======== TASK INPUT
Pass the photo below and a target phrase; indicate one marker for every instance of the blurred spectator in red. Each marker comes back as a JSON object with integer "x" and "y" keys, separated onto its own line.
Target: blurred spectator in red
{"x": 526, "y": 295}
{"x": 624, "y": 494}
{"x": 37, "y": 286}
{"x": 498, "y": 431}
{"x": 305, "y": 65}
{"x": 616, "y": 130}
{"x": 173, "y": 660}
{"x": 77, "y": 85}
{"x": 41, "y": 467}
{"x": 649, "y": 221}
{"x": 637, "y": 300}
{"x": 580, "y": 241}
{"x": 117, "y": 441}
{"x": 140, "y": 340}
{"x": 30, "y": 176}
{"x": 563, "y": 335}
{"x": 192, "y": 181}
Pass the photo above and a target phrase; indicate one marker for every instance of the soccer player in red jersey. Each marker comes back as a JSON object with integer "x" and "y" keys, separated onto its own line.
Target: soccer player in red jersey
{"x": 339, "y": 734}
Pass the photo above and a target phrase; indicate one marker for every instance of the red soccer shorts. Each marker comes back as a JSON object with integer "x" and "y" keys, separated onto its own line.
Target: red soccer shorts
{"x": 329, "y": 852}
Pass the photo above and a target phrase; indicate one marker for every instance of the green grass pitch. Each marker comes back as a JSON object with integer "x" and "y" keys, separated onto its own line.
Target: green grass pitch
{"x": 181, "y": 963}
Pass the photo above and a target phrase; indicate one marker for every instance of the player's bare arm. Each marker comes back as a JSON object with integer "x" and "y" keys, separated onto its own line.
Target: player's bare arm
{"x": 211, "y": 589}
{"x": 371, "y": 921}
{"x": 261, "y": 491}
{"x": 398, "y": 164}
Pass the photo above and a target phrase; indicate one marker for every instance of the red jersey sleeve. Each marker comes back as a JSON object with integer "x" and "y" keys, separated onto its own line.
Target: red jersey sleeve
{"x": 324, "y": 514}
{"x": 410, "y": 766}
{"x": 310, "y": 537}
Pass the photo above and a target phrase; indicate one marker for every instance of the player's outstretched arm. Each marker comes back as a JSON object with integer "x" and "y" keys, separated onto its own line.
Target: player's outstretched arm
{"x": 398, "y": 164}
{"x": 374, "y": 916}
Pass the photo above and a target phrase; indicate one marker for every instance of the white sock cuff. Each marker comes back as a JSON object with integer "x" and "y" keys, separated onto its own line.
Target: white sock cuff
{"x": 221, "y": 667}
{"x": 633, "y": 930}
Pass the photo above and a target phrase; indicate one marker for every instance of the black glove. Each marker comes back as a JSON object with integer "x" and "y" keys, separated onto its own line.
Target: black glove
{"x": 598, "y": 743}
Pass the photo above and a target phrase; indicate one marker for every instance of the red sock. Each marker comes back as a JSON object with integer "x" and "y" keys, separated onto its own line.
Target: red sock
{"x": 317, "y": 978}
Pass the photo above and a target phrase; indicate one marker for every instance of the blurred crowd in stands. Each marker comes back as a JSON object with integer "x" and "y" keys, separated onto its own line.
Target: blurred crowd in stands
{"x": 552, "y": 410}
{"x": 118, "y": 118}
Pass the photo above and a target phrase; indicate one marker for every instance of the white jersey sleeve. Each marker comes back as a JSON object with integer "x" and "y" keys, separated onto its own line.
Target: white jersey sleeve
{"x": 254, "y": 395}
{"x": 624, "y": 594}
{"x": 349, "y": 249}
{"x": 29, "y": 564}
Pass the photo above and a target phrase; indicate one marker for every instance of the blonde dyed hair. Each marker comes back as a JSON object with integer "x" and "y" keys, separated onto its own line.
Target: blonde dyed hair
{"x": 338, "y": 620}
================
**WHAT YOU WILL DO:** All the records, from the first line to the last: repeat them exactly.

**WRITTEN REPLY:**
Pass the photo below and a target phrase; indicate one marker for every instance of the blurred spectator in red. Each marker comes back as a JSON object with integer "x" and "y" keys, separated onto its own line.
Target: blurred spectator in red
{"x": 526, "y": 295}
{"x": 624, "y": 494}
{"x": 37, "y": 286}
{"x": 498, "y": 431}
{"x": 305, "y": 65}
{"x": 616, "y": 130}
{"x": 173, "y": 660}
{"x": 77, "y": 85}
{"x": 41, "y": 467}
{"x": 649, "y": 221}
{"x": 637, "y": 300}
{"x": 580, "y": 241}
{"x": 117, "y": 441}
{"x": 140, "y": 340}
{"x": 30, "y": 176}
{"x": 563, "y": 335}
{"x": 192, "y": 181}
Pass the photo above and a target phrase; indicate one marker for every instance of the soccer player in red jersey. Each marker comes back as a JSON object with integer "x" and "y" keys, separated onto its own line.
Target: soccer player in red jersey
{"x": 339, "y": 734}
Pass the photo above and a target phrase; indicate one marker for every instance of the red soccer shorts. Each marker comes back as a JSON object with integer "x" and "y" keys, separated onto its own line.
Target: red soccer shorts
{"x": 329, "y": 852}
Pass the photo above and a target phrase; indicate one marker for every instance of the green grass pitch. Each marker comes back as a JSON object with integer "x" and "y" keys, separated onto its own line.
Target: green grass pitch
{"x": 181, "y": 963}
Pass the photo above and a target phrase; indicate one marker for every instance of the player's bare arm. Each marker comes back as a JSON object with integer "x" and "y" keys, separated onto its own line.
Target: player's bare arm
{"x": 211, "y": 589}
{"x": 371, "y": 921}
{"x": 261, "y": 491}
{"x": 398, "y": 164}
Pass the photo above and a target phrase; indicate one marker for every instance of the red jersey sleeve. Each marker comes back as a JSON object with integer "x" and "y" keys, separated onto its own line.
Target: red jersey sleeve
{"x": 324, "y": 514}
{"x": 410, "y": 766}
{"x": 310, "y": 537}
Pass the photo above and a target phrase; indicate one marker for every instance of the player's outstretched arm. Each marker comes back as a JSON object with integer "x" and "y" keys, separated onto its own line.
Target: player's outstretched arm
{"x": 398, "y": 164}
{"x": 374, "y": 916}
Pass the photo above and a target phrase; indicate one marker for every instance of the white sock cuff. Each marker comes back as a JSON object with integer "x" and "y" keys, separated onto its own line.
Target: white sock cuff
{"x": 221, "y": 667}
{"x": 633, "y": 930}
Pass the photo above and a target phrase; indicate one marker for every instance of the black glove. Each marker comes back as a JSON object with integer "x" and "y" keys, separated onto its own line.
Target: black glove
{"x": 598, "y": 743}
Pass the photo above and a target phrase; indicate one marker for every instance of the red sock. Each marker comes back as a JSON object with integer "x" and "y" keys, separated onto its own line.
Target: red sock
{"x": 317, "y": 978}
Pass the photo above and a target phrase; indicate one marker for every instance of the blurred crowd in stands. Each marker comes back as a JSON object with integer "x" and "y" keys, separated onto its own line.
Target: blurred crowd in stands
{"x": 552, "y": 410}
{"x": 118, "y": 118}
Pass the photo above and a target phrase; indicate one marker for every instance of the white jersey sleeve. Each marker comes back as a JSON object with integer "x" and "y" keys, separated onto its own line.
Target: white jersey sleeve
{"x": 254, "y": 395}
{"x": 624, "y": 594}
{"x": 349, "y": 249}
{"x": 29, "y": 564}
Pass the photo above and a target phrase; indicate one marker for every instance of the blonde dyed hair. Each marker comes back as a JSON object with integer "x" and "y" keys, separated onto its own line.
Target: blonde dyed hair
{"x": 338, "y": 620}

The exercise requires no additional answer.